## EXTRACTED RECORDS

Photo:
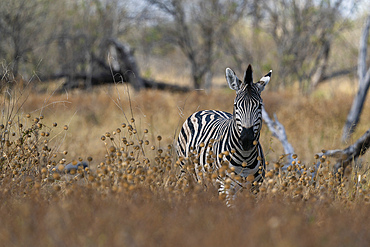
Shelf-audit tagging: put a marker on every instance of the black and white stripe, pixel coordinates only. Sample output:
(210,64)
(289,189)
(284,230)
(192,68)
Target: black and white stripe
(210,133)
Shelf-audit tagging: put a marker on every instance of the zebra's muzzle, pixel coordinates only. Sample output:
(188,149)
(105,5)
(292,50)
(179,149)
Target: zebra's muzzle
(247,138)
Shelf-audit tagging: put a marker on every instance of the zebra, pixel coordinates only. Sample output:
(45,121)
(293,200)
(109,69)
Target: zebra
(217,138)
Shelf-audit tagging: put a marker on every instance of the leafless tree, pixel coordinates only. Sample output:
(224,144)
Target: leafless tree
(21,25)
(199,29)
(364,83)
(303,31)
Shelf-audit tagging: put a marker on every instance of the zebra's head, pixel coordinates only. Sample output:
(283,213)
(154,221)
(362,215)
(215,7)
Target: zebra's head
(247,105)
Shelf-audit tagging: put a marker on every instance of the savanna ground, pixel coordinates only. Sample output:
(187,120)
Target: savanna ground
(131,194)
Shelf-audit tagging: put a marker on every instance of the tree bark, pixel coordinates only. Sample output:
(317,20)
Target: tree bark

## SET EXERCISE
Reproduce the stretch of the listing from the line containing "zebra's head, pixel" through the end of the listing, copying each line exactly.

## COMPLETE RESPONSE
Shelf-audit tagging: put a marker on every instance of the zebra's head, pixel coordinates only. Sample output:
(283,213)
(154,221)
(362,215)
(215,7)
Target: zebra's head
(247,105)
Shelf-audit tagging: put a marker on every instance of the savanna ground, pixel coordinates only. Sample output:
(187,120)
Target: savanna ground
(131,194)
Shelf-audit tagging: put a marker on every instance of the tree bark, pixel coordinates only. Sample output:
(317,20)
Target: tree bark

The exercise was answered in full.